» Aim of the task: Copy out the data below as written; omit any images.

» Material shown:
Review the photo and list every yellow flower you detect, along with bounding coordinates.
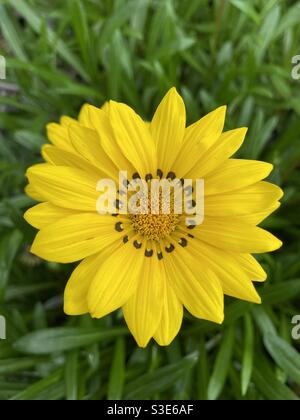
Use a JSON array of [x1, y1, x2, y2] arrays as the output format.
[[24, 88, 283, 347]]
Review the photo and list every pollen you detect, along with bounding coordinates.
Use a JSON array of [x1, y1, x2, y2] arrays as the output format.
[[131, 212, 179, 241], [130, 185, 180, 241]]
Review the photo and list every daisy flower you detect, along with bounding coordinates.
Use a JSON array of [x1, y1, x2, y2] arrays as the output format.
[[24, 88, 283, 347]]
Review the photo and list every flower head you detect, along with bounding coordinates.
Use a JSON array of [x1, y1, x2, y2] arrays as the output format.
[[24, 88, 283, 347]]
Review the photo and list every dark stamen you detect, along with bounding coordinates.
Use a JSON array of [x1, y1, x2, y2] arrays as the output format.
[[145, 249, 153, 257], [145, 173, 153, 182], [165, 244, 175, 253], [123, 235, 129, 244], [179, 238, 188, 247], [132, 172, 141, 179], [115, 222, 124, 232], [188, 200, 196, 209], [157, 252, 163, 260], [167, 171, 176, 181], [133, 240, 142, 249], [187, 221, 196, 230], [157, 169, 163, 179]]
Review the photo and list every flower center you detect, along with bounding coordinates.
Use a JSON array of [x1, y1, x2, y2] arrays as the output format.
[[131, 213, 179, 241], [130, 186, 179, 241]]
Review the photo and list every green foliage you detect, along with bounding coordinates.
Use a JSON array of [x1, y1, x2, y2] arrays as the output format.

» Expected answer:
Review the photo and list every yellow flower you detect, along with bounding coordinates.
Use a JSON array of [x1, y1, x2, y2] arrays as the output format.
[[24, 88, 283, 347]]
Review the photo and list every pollen you detect, along with bounding coordinates.
Use a JSON array of [x1, y1, x2, y2] arrays as the output format.
[[131, 212, 179, 241], [130, 185, 180, 241]]
Review the photo and list every daisy flower you detect, along with bounding coordinates.
Use a JSON array of [x1, y1, x2, y2] arrays as the output format.
[[24, 88, 283, 347]]
Review the photo and list every flower head you detect, along with bounding coordinates.
Use a JSON array of [x1, y1, x2, y2] arrays as the output format.
[[24, 88, 283, 347]]
Review the photo and list every dark stamen you detect, along with bounding coordinates.
Use a JSON array of [x1, y1, x2, y2] arrays as the output format.
[[145, 249, 153, 257], [145, 173, 153, 182], [165, 244, 175, 253], [123, 235, 129, 244], [179, 238, 188, 247], [132, 172, 141, 179], [115, 222, 124, 232], [188, 200, 196, 209], [157, 252, 163, 260], [167, 171, 176, 181], [133, 240, 142, 249], [187, 221, 196, 230], [157, 169, 163, 179]]
Review the photo and list every flower center you detect, along with bounding coordinates.
Use a JSON array of [x1, y1, x2, y2] arrays as the output format.
[[131, 213, 179, 241], [130, 186, 179, 241]]
Review the photo and list every green foliage you detect, along with bounding coordinates.
Use a JSON array of [x1, y1, x2, y2] arrays as the output format.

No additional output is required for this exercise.